**Extracto del documento**

Andrés Morales no cesa en el lenguaje para asegurarse el ritmo de “Escenas del derrumbe de Occidente”; y nos involucra en un “nosotros” para incorporarnos y asistir a la atmósfera de opresión. “Otros al destierro, al pan, la lluvia, / nosotros al desgarro, / a la tortura / del húmedo en agraz sometimiento. Sabiamente, usa los adjetivos como “húmedo” para demostrar la incomodidad y lo deplorable que se concreta en la palabra “agraz”. Sentimos así lo áspero, lo inacabado, hasta que encontramos con “Todo eso sin descanso, sin dulzor”.

 

El derrumbe encapsula la visión de la muerte sin duda: "Escrito por Andrés y Juan y Pedro: de común acuerdo, todos de una vez: en la muerte, nada más, en el vacío. ¿Por qué tres personas? ¿Quizá por la unicidad que las “Moiras” nos dejaron en la palabra destino? En todo momento la visión es desoladora, pero también demostrando una aceptación estoica ante la Nada que lo guía a cierta gradualidad en sus formas: “pausadamente quietos y pequeños, nosotros los solemnes sin aliento”. Nuevamente la identidad colectiva “nosotros”, ese pronombre donde nos reconocemos en el mismo trance y en una pausa casi mística que prosigue: “El fin, la paz, ese remanso, / aquello que quisimos con fervor/ ha de hacerse realidad como un gran muro/ donde chocan las miradas y el deseo. Es poeta y por eso se permite explorar con una paradoja sobre la paz.

 

¿Qué le resta a este derrumbe? —me lo he preguntado— ¿La falsificación del sentimiento más genuino que está naciendo? “Amor que no es amor entre las yemas/ del odio malparido por la muerte. / Figura fragmentada del delirio,/ caída hoz de pena arrepentida. Impacta la personificación del odio como “malparido” y una figura tan potente como la “hoz” nos enmudece. Los fuertes contrastes sitúan al lector en una observación más detenida y que no da tregua, “Resonando” y asumiendo “o el pánico a seguir en este tedio”.

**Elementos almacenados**
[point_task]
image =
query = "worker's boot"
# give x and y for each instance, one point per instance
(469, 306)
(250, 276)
...
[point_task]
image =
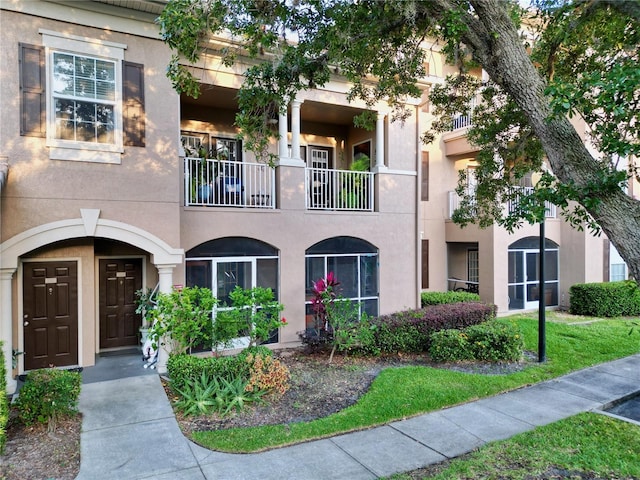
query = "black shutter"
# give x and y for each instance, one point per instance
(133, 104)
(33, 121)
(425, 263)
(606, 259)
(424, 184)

**Tareas requeridas**
(1) Responde brevemente estas preguntas según el comentario sobre «Escenas del derrumbe de Occidente».
(a) ¿Qué adjetivo usa el poeta para demostrar la incomodidad?
(b) ¿Qué tres nombres aparecen en el verso «Escrito por Andrés y Juan y Pedro»?
(c) ¿Con qué palabra se personifica el odio?
(2) Enumera todas las oraciones interrogativas que plantea el comentario sobre «Escenas del derrumbe de Occidente».
(3) Continúa el comentario sobre «Escenas del derrumbe de Occidente» a partir de su última oración.

**Las respuestas**
(1)
(a) «Húmedo».
(b) Andrés, Juan y Pedro.
(c) «Malparido».

(2)
¿Por qué tres personas?
¿Quizá por la unicidad que las «Moiras» nos dejaron en la palabra destino?
¿Qué le resta a este derrumbe?
¿La falsificación del sentimiento más genuino que está naciendo?

(3)
 

Andrés Morales utiliza una metáfora para los momentos donde la creación se ausenta: “Un papel abierto sin un verso, / la pobreza de las lamas como enfermas, / ese yo terrible

—inmenso— que tenemos / y no cesamos nunca de excusar. Las “lamas” son ambiguas y misteriosas, pero refuerzan la idea de lo que falta, lo insuficiente, en contraste con lo “terrible”, que no implica temor, sino presencia que naufraga en ese “yo” sin límites que lo habita en el espejo de su mente. La expresión concisa del siguiente verso final: “Este cruel dolor henchido en la garganta: / ¿Dónde comenzar y abandonarse? Es sin duda una catarsis en la búsqueda del poemario. La rima asonante de garganta/abandonarse


funciona como un pretendido eco entre lo que se contiene y lo que quiere liberarse; es algo así como en una fotografía instantánea que se reencuentra en el siguiente verso: “Sin hermanos muertos que nos llamen”, augurando la ausencia de los llamados aún en un estado de calma, de independencia y de futuro.

 

En tanto “derrumbe”, las visiones se contradicen entre aquello que genera alejamiento para no ser rozado y la atracción de la seducción: “La pérfida visión del engañado,/sólo nos provoca, nos seduce”. Es una crítica implícita a los momentos por los cuales nos transformamos en cautivos de nosotros mismos en “La cárcel es la única morada”, trascendiendo lo físico; y el poeta lo transforma en la metáfora de nuestras propias limitaciones: dogmas, prejuicios, miedos, finitud y soledad, como escribiera alguna vez fray Luis de León en su poema “Al salir de la cárcel”, donde esa sensación de fatalismo se carga a las espaldas.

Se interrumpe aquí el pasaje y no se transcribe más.